Excerpts from location labeling data.
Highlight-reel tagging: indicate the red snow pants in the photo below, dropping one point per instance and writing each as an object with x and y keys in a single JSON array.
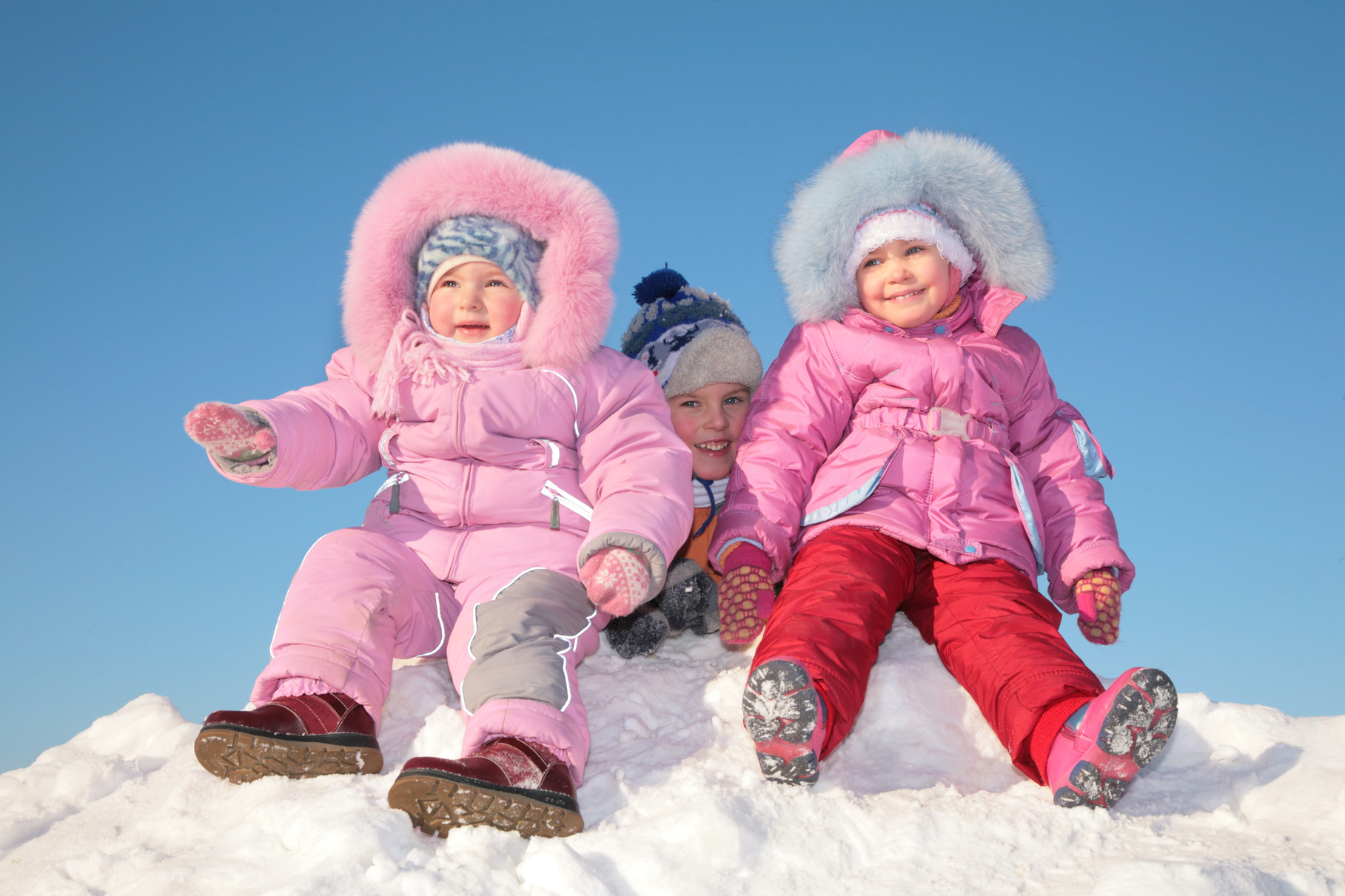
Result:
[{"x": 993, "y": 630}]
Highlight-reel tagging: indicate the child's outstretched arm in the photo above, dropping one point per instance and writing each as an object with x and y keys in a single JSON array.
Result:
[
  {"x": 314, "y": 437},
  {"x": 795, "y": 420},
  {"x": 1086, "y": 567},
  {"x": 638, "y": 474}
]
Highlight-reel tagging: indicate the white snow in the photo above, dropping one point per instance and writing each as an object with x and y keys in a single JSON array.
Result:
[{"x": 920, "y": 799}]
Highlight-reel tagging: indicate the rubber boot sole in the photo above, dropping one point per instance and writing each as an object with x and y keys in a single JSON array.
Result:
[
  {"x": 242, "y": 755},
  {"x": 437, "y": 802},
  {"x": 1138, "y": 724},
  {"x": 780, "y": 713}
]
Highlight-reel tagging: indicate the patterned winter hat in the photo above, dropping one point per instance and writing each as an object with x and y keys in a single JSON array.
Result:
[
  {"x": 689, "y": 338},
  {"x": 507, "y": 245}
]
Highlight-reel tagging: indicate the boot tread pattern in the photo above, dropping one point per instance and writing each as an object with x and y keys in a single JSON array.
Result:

What to produce.
Return all of the records above word for word, leaving the pictures out.

Written response.
Highlight-reel tagging: indicate the red snow pants in the photo below, dropping one point per instance and writing each as an object with x and y keys in a single JSON array.
Result:
[{"x": 993, "y": 630}]
Highlight-reel tagging: indicate the child's outstretched arm in the photo above, dropping one point per instance and writing each as an object with x and y keys in a single JSON array.
Result:
[
  {"x": 314, "y": 437},
  {"x": 795, "y": 420},
  {"x": 1086, "y": 567},
  {"x": 638, "y": 474}
]
Highlight-reel tagging: indicate the white snow in the photo above, dropping one point per instance and writing each as an object with x and y keys in a single JSON array.
Result:
[{"x": 920, "y": 799}]
Highlight-reel tagging: indicate the rubber boot sole in the photo above, dropping one point per instance and writing each as an object with x and y keys in a single JSON array.
Result:
[
  {"x": 242, "y": 755},
  {"x": 437, "y": 802},
  {"x": 1138, "y": 724},
  {"x": 780, "y": 713}
]
Highlight-reel tagging: indicate the patterned winter hat in the photo above, dropping one point per instance and writing each as an object with x and y keys in a single JSON array.
Result:
[
  {"x": 689, "y": 338},
  {"x": 507, "y": 245}
]
Highlight-reel tagging: indicate the boot tread pattern in the photo above, dropping one point per instance and writing each as an object with x and y keys in a single JSON array.
Result:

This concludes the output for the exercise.